-- start --
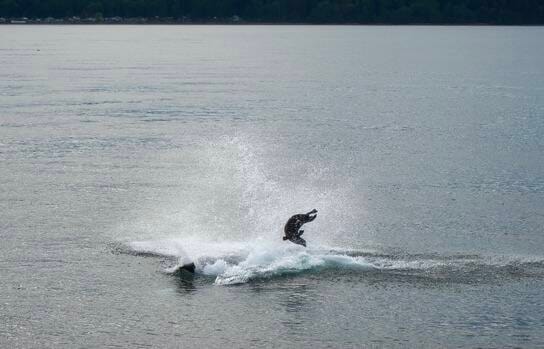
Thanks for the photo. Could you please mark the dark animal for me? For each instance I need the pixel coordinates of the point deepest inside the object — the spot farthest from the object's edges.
(292, 232)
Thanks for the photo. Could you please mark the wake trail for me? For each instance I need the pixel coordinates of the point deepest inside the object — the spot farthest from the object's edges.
(242, 262)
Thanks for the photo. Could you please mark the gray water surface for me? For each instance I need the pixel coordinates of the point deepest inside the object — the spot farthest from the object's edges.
(127, 150)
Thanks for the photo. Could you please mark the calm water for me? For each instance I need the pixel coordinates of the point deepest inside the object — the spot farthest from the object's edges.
(127, 150)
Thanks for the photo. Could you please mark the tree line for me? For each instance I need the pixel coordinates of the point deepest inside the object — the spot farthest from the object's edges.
(290, 11)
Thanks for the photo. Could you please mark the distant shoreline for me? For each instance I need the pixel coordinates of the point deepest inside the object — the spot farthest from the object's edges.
(273, 24)
(223, 21)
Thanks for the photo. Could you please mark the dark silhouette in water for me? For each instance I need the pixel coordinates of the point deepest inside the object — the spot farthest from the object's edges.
(292, 232)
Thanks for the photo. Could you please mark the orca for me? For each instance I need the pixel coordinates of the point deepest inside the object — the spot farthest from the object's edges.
(190, 267)
(292, 227)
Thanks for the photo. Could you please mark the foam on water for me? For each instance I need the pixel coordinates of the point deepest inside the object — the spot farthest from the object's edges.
(241, 262)
(227, 218)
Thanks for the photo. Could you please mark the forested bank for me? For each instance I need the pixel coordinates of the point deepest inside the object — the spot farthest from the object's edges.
(288, 11)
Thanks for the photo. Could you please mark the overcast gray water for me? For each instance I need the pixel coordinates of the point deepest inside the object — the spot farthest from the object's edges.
(127, 150)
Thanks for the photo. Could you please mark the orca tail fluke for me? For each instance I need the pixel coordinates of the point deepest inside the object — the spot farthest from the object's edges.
(190, 267)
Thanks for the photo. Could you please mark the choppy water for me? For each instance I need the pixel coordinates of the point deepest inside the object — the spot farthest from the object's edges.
(126, 151)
-- end --
### Stated exercise
Rewrite the data above, replacing "orca" with "killer whale" everywhere and changing nothing else. Leave the pictures out.

### Exercise output
Thanks for the photo. Could you please mark the dark animal for me? For each instance I need the pixel coordinates of the point deepest inside the object — the spot farthest from the object's edges.
(292, 232)
Thanks for the photo. Could you please mark the wake trail for me? For each instance I need the pixel coordinates of the point deepest inside the object — the spot farthest from the object's edges.
(242, 262)
Thanks for the photo. Could you please mark the gray water surface for me? For each instance I need the pixel coordinates of the point deepest inside the object — the spot farthest from the object's edges.
(127, 150)
Thanks for the photo. Could you please mark the calm water for me? For each instance I need the pixel coordinates of the point deepest inside the object — the spot farthest from the object's edges.
(127, 150)
Thanks for the photo. Could you please mark the tree line for me? For each instance I need the pixel coordinates of the point deepest inside the object — the spot farthest from the object's edges.
(290, 11)
Thanks for the photo. Could you please mark the distant shoreline for me? For each instance I need the pixel coordinates of the point deepest inside the object — the spot farthest from the object's edges.
(273, 24)
(223, 21)
Thanks for the photo. Could you please mark the dark silhouette in water for me? For each instance I need the pixel coordinates of the point deepest inside the object — the spot farthest from the object's edges.
(292, 232)
Thanks for the photo. Could you please mark the killer whale for me? For each instance I need the pixel coordinates of the point deepest inside the object — the spot farthest from the object's edges.
(190, 267)
(292, 227)
Thanks for the photo. Could you please mark the foam on water for me? For each instance I need the pixel coordinates of the point deepest inside the object — the spot farthest from the object's edges.
(241, 262)
(227, 218)
Thanks for the photo. Could you please mark the forested bank for me? For each instance I need the pixel coordinates of the point deepest inside the object — the spot farthest from the object's edges.
(288, 11)
Thanks for the photo. Could you please mark the overcast gray water for me? For each instance I need the pixel coordinates of the point deepest inside the object — the spot farthest from the object's edges.
(127, 150)
Thanks for the photo. Could you please mark the killer whale tail fluke for me? For each instance I need the pixel coordinates of the point deepest inside the object — the spot farthest from the object's edges.
(190, 267)
Thanks for the photo. Could you please mark the choppy water for me? For each instance I need the pixel coordinates of the point deepest inside the object — the spot farthest from the object's edges.
(126, 151)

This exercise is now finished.